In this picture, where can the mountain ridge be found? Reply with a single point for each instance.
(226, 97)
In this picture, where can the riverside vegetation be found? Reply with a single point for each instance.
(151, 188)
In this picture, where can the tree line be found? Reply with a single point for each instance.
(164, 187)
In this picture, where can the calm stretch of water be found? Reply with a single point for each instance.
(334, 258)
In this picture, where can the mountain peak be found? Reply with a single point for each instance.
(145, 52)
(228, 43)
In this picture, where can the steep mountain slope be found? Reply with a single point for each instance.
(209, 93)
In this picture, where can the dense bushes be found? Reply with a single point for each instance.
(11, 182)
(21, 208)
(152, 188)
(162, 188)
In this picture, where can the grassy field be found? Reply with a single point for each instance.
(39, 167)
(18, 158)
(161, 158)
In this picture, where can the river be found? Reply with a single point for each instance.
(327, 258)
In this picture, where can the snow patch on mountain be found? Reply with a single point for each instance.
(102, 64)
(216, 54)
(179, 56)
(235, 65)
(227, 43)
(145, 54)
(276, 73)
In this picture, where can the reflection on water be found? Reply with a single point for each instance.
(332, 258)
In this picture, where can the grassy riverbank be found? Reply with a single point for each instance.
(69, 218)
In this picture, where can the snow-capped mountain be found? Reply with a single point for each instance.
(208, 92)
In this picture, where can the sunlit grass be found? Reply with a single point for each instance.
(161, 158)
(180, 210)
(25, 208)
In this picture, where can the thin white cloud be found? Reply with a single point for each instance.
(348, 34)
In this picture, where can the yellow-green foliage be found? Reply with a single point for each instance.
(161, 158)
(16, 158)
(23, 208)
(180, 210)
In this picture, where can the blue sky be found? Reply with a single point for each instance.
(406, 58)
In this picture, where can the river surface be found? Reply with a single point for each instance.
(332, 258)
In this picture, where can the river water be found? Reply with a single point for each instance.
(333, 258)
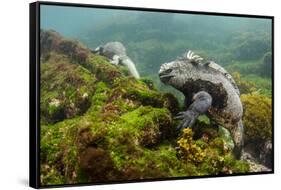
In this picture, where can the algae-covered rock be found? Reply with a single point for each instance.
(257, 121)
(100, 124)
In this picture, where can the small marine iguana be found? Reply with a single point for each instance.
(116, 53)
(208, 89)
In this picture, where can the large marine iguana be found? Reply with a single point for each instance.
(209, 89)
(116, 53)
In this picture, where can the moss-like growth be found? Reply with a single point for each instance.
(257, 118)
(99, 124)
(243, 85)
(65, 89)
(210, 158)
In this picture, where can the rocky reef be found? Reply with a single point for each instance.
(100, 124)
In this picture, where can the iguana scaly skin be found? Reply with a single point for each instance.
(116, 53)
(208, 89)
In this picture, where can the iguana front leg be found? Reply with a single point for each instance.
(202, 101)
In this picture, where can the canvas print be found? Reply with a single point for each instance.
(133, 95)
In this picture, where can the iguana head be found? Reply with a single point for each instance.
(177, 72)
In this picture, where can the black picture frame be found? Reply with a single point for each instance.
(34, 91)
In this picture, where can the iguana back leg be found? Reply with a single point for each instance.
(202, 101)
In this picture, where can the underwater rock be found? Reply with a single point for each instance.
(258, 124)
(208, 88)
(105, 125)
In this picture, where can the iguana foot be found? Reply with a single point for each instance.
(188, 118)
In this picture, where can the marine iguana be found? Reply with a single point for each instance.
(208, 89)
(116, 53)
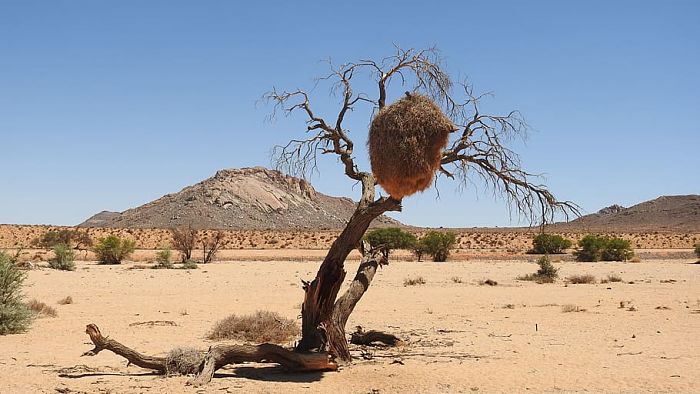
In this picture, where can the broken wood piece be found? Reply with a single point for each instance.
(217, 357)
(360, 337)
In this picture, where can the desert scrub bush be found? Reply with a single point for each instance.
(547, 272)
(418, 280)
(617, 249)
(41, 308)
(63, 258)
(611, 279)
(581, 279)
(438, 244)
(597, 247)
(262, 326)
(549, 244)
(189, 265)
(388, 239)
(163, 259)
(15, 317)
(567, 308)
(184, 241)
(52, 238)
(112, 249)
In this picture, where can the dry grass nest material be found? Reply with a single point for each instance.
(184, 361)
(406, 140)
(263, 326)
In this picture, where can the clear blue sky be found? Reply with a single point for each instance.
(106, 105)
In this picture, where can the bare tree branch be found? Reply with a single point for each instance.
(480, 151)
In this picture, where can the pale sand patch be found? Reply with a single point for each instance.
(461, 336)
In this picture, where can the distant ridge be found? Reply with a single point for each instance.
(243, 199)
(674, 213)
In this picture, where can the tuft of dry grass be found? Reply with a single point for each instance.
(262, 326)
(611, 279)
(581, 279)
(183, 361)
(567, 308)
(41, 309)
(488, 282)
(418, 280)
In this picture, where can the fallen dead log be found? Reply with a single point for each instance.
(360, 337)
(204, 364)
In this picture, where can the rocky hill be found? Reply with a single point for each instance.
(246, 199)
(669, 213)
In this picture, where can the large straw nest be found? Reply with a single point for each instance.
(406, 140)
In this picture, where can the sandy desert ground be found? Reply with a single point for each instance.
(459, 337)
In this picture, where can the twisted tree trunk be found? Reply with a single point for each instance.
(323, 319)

--

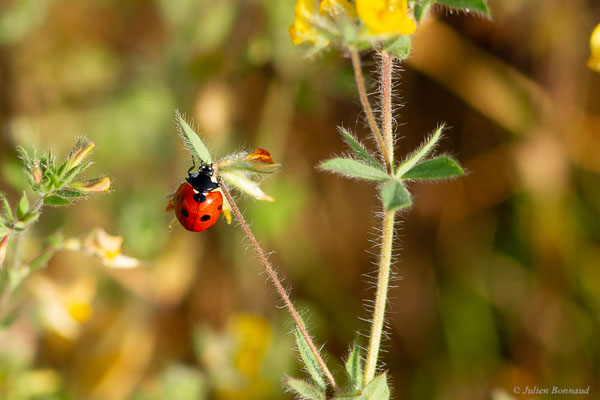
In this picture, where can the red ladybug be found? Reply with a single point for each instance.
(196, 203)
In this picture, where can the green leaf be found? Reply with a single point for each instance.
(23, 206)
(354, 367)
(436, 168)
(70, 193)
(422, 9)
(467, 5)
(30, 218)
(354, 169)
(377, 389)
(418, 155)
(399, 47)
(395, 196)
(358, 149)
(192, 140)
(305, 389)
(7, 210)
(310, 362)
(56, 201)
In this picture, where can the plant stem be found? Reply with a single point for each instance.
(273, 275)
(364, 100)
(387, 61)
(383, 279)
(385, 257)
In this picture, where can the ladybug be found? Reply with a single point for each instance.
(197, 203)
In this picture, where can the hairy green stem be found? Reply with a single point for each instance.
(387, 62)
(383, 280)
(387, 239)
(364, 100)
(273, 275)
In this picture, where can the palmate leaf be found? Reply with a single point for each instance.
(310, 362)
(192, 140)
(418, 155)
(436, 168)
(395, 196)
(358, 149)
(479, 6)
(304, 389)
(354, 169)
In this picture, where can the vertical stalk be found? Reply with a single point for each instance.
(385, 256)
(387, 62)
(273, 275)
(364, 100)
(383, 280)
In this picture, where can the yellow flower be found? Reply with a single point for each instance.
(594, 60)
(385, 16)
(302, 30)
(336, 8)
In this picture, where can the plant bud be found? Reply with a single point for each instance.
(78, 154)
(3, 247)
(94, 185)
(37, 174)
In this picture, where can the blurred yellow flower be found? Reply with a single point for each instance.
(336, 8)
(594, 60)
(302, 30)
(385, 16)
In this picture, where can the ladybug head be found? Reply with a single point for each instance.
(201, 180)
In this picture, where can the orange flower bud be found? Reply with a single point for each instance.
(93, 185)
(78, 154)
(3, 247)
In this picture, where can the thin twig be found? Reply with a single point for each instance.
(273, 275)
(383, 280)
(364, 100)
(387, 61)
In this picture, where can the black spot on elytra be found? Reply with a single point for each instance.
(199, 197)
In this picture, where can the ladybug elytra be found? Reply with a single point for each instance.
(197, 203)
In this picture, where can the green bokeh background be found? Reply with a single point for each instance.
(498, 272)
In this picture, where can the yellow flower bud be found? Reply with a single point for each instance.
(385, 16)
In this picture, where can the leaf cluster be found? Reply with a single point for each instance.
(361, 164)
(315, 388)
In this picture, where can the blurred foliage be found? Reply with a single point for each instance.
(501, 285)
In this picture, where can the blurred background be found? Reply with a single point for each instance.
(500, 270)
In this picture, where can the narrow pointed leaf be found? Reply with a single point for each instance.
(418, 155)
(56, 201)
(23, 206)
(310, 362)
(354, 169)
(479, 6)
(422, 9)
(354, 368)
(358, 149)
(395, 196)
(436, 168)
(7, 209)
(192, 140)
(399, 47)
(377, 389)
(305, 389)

--

__YOUR GOAL__
Find every line in the records that contains the word "background" and copy each one in full. Case counts.

__TASK ANSWER__
In this picture, where can the green bokeh background be found? Reply with a single point for each instance.
In this picture, where can the blurred background be found? Reply with a single point for each instance.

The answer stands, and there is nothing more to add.